Rename "outline" to "contour" in the lines beginning with the first line and continuing through the line with "[(66, 85), (9, 117), (44, 135)]", and reproduce only those lines with all else unchanged.

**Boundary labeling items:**
--*--
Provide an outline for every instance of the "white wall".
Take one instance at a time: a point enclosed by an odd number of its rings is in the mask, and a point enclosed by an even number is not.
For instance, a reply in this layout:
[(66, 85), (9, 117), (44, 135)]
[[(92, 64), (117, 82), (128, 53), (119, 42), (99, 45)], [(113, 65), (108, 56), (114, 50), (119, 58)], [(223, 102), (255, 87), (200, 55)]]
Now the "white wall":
--*--
**Response:**
Provide an contour for every instance of the "white wall".
Take one instance at a time: a point enclosed by an odd number of its rings is in the mask, and a point enclosed by an even number is not.
For instance, a reply in this layout:
[(66, 85), (9, 117), (44, 135)]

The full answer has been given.